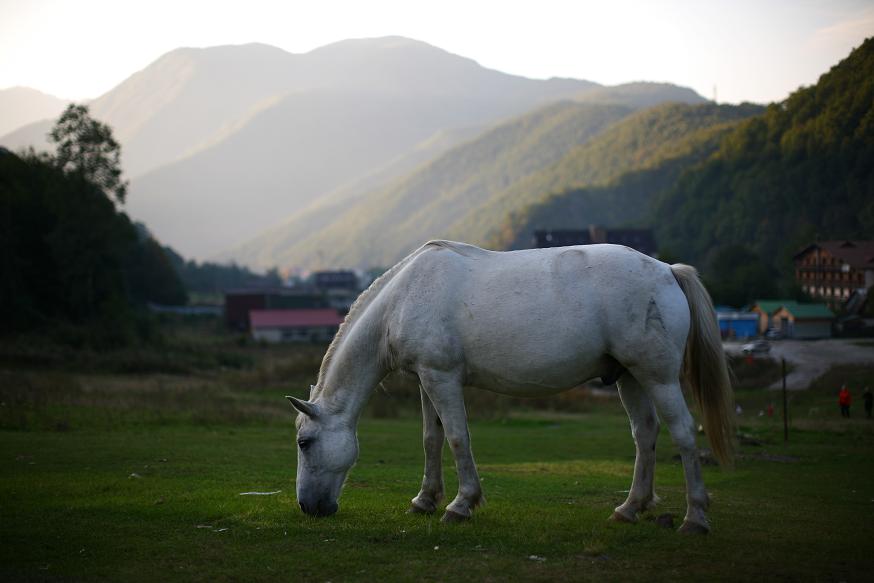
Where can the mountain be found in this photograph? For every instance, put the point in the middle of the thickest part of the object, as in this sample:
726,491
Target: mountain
802,170
640,94
21,106
631,162
222,142
439,199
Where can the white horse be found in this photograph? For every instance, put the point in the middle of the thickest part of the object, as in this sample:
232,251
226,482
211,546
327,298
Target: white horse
521,323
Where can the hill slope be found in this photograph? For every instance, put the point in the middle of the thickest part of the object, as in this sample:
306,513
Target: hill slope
804,168
438,199
611,179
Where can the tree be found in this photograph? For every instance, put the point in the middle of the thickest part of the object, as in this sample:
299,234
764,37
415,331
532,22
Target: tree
• • • •
# TASK DETAILS
Retype each line of the listing above word for word. Exclude the pictures.

# TASK RESULT
Where can the mountain be found in this photograph? For every instance, put the point in the middle of the thickest part of the object, as in this sample:
726,491
Target: mountain
802,170
640,94
21,106
631,162
222,142
439,199
Where can the white horse be found in this photograph? For every instance, put the point in the middle of the thickest part of the object, as in this sample:
232,251
226,482
211,546
327,298
Target: white horse
521,323
Where can the hill slope be found in this photograph? For every instance, put the point in the middle of the thickest part of the object, as in this sample:
306,513
Target: hill slope
804,168
438,199
611,179
Where can the tree be found in this photograph? For every instance, put the point in the middle of the thickest part of the object, as in this sample:
299,234
764,37
415,331
532,22
Target: tree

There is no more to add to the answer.